START Record excerpts

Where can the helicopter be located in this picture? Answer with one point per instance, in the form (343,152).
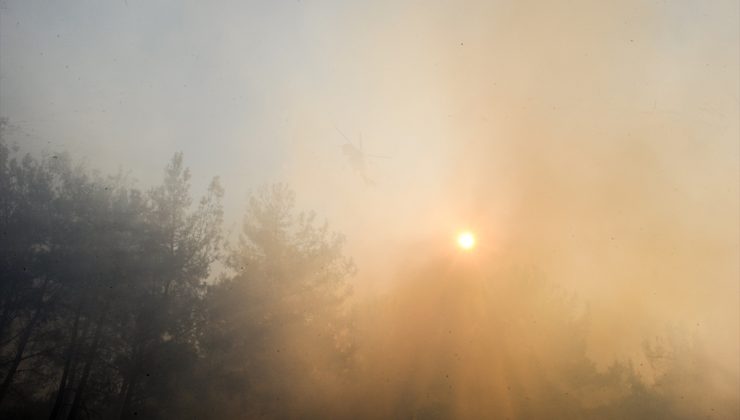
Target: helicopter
(357,157)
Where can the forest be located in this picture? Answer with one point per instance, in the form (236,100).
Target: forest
(118,302)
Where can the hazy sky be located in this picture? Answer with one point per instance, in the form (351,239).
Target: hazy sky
(596,141)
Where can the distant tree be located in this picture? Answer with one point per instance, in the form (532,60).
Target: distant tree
(278,326)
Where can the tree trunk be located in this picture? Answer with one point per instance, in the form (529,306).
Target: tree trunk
(22,342)
(74,412)
(71,353)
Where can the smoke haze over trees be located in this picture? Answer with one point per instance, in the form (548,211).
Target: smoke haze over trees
(344,209)
(111,309)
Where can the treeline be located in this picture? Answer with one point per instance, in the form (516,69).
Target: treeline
(106,310)
(110,308)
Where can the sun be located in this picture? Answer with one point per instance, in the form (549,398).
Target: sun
(466,240)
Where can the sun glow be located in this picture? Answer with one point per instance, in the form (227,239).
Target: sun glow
(466,240)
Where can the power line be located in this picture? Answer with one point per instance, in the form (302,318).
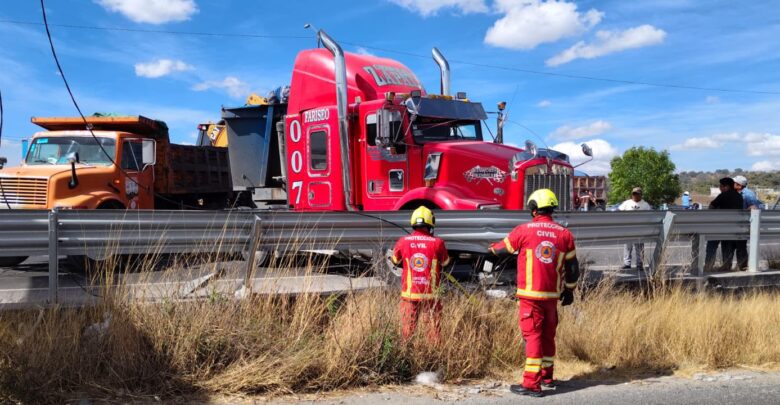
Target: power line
(148,31)
(84,119)
(412,54)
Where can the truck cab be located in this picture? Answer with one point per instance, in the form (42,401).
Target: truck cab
(113,166)
(361,133)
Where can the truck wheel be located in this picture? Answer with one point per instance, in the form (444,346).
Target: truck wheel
(385,270)
(11,261)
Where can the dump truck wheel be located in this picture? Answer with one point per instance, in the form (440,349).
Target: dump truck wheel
(12,261)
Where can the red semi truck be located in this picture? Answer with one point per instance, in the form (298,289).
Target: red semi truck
(359,132)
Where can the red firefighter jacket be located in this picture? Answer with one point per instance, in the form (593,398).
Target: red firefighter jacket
(542,247)
(423,256)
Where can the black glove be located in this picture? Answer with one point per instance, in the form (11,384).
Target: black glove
(567,297)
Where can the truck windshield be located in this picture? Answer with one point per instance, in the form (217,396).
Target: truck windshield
(55,150)
(438,130)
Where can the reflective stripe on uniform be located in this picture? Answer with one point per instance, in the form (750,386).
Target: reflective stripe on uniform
(533,365)
(558,272)
(416,296)
(529,269)
(408,279)
(434,263)
(508,245)
(525,293)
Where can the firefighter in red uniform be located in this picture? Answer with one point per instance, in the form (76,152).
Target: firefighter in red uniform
(423,257)
(547,271)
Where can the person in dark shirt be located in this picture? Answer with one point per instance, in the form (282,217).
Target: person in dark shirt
(728,199)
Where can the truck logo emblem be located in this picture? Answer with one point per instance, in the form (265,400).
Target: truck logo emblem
(492,174)
(321,114)
(387,75)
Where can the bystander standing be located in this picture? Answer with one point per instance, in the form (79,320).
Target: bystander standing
(749,201)
(635,203)
(728,199)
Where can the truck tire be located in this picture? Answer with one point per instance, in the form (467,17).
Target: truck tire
(12,261)
(386,271)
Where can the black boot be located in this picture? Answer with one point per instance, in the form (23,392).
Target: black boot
(520,390)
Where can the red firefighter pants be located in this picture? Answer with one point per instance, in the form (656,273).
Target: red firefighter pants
(538,321)
(428,310)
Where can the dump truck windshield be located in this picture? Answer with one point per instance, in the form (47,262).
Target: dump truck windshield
(436,130)
(55,150)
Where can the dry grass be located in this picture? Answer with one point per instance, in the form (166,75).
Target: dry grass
(281,344)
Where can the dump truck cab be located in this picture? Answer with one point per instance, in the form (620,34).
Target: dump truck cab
(77,169)
(123,162)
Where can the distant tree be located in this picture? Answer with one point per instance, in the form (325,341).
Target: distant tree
(647,168)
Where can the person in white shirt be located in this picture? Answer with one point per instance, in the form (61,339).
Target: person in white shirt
(635,203)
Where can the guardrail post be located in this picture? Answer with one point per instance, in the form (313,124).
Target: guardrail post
(54,269)
(755,239)
(254,242)
(666,228)
(698,254)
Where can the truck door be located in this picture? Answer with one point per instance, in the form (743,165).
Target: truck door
(137,186)
(385,170)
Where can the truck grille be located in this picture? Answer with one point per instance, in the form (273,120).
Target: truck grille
(23,191)
(560,184)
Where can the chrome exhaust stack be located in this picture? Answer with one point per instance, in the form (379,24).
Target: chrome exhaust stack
(444,66)
(340,71)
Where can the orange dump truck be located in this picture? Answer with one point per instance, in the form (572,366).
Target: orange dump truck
(128,163)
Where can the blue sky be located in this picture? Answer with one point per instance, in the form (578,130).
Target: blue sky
(185,79)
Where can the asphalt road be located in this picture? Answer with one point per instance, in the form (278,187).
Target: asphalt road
(722,388)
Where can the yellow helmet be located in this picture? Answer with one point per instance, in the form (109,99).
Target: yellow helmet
(423,217)
(542,198)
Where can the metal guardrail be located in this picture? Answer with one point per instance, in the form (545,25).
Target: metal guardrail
(97,233)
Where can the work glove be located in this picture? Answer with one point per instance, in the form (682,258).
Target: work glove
(567,297)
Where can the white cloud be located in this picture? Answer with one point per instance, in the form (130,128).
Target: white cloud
(766,166)
(608,42)
(230,84)
(594,128)
(603,153)
(160,68)
(528,23)
(698,144)
(363,51)
(727,137)
(431,7)
(152,11)
(762,144)
(11,150)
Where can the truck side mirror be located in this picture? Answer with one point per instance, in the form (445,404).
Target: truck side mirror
(72,158)
(148,152)
(389,126)
(383,128)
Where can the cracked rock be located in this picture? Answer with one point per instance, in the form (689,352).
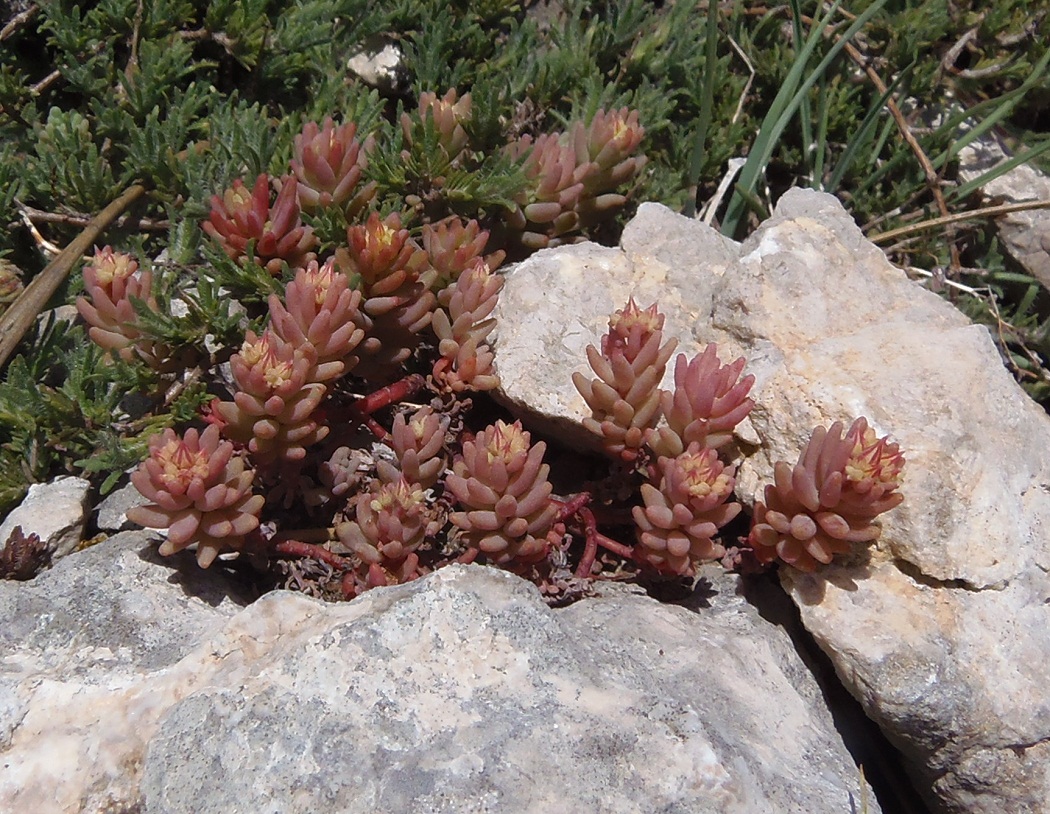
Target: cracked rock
(940,628)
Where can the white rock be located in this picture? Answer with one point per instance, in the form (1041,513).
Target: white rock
(941,635)
(55,512)
(125,689)
(1025,234)
(379,64)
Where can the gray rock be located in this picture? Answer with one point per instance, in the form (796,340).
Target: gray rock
(55,512)
(129,685)
(93,651)
(940,634)
(111,512)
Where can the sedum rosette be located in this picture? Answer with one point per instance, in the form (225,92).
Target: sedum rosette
(418,442)
(679,520)
(328,162)
(390,523)
(273,409)
(200,491)
(320,310)
(243,215)
(111,282)
(501,482)
(830,499)
(462,327)
(625,398)
(709,400)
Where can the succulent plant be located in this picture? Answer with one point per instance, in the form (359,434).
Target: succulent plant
(273,409)
(677,524)
(243,215)
(547,210)
(830,499)
(709,400)
(466,361)
(321,310)
(111,280)
(328,162)
(390,523)
(501,482)
(200,491)
(625,398)
(447,116)
(418,442)
(453,247)
(605,159)
(385,265)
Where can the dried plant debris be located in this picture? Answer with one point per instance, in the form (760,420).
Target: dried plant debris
(23,556)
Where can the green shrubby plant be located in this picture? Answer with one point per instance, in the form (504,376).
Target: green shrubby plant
(513,126)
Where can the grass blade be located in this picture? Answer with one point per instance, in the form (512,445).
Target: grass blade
(784,106)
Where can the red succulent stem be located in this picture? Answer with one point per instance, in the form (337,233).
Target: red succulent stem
(298,548)
(616,547)
(570,506)
(399,391)
(590,547)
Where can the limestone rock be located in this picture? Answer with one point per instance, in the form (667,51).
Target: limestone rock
(55,512)
(128,685)
(111,512)
(93,651)
(1025,234)
(940,629)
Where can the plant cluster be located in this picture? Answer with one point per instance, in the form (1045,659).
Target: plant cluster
(351,231)
(440,495)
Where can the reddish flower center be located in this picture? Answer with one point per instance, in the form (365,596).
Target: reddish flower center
(181,465)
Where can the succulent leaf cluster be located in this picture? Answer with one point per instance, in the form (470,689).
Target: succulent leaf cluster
(201,491)
(387,268)
(830,498)
(322,311)
(277,395)
(625,398)
(501,482)
(462,328)
(329,163)
(573,175)
(390,524)
(708,401)
(245,216)
(418,442)
(687,498)
(453,247)
(683,513)
(112,282)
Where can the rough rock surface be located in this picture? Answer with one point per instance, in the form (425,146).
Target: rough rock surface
(1025,234)
(129,684)
(55,512)
(940,629)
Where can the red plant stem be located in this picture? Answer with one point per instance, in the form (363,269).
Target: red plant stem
(609,544)
(570,506)
(590,548)
(298,548)
(399,391)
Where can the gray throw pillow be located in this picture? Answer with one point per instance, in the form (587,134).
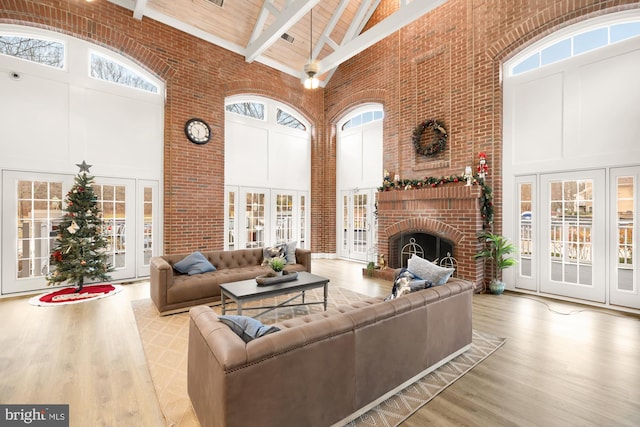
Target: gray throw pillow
(195,263)
(291,252)
(247,328)
(429,271)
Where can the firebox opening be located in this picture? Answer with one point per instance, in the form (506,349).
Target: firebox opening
(403,245)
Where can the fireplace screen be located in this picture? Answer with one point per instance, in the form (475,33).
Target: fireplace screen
(427,246)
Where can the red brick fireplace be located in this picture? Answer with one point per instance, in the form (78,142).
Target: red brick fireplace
(449,214)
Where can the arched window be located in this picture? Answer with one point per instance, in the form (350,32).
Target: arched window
(363,118)
(108,69)
(35,49)
(251,109)
(285,119)
(567,45)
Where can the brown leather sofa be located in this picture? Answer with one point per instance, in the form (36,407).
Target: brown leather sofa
(173,292)
(324,368)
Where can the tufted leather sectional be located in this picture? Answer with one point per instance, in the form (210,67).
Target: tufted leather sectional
(324,368)
(173,292)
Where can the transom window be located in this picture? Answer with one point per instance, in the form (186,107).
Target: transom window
(576,44)
(249,109)
(286,119)
(41,51)
(105,68)
(364,118)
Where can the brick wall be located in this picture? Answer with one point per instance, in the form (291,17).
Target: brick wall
(446,65)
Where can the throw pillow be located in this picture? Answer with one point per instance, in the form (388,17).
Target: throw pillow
(247,328)
(405,283)
(277,251)
(291,252)
(427,270)
(195,263)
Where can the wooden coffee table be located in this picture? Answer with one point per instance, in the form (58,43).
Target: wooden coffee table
(248,290)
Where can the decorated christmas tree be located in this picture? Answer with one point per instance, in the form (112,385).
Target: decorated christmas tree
(80,254)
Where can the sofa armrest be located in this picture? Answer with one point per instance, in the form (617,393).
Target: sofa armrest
(303,257)
(161,279)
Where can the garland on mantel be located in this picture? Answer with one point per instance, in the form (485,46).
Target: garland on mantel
(486,199)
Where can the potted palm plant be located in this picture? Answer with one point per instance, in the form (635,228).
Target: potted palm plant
(277,264)
(498,249)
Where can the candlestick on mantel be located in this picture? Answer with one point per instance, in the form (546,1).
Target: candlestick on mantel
(467,175)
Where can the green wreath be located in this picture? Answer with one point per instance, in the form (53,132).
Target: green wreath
(438,142)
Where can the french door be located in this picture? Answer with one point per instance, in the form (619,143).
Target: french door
(573,227)
(624,233)
(32,210)
(358,237)
(577,236)
(258,217)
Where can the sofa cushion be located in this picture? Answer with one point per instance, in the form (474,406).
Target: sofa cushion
(427,270)
(194,263)
(247,328)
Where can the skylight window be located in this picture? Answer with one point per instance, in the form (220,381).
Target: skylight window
(249,109)
(362,119)
(286,119)
(584,41)
(41,51)
(105,68)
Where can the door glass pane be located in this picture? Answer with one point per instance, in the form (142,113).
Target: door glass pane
(571,217)
(39,213)
(231,221)
(526,242)
(625,220)
(284,218)
(111,201)
(345,222)
(255,217)
(148,225)
(302,241)
(360,223)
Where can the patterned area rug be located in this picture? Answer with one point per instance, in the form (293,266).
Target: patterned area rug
(165,344)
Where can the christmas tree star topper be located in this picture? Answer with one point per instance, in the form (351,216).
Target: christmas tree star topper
(84,167)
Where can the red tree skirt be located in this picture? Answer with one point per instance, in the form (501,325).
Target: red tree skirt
(70,296)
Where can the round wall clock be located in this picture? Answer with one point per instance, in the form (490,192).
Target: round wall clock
(198,131)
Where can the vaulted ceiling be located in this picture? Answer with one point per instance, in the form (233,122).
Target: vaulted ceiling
(257,29)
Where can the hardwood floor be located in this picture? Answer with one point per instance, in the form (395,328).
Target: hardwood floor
(563,364)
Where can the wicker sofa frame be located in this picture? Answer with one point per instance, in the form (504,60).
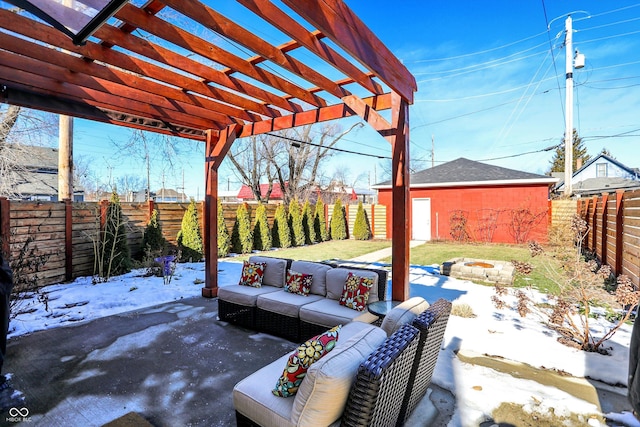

END Record excerpts

_Aim of the task:_
Select every line of the listing above that contains the string "work", matching case exactly.

_Solution:_
Where can the work glove be located in this picture? Answer with one point per instance, in the form (682,258).
Target: work glove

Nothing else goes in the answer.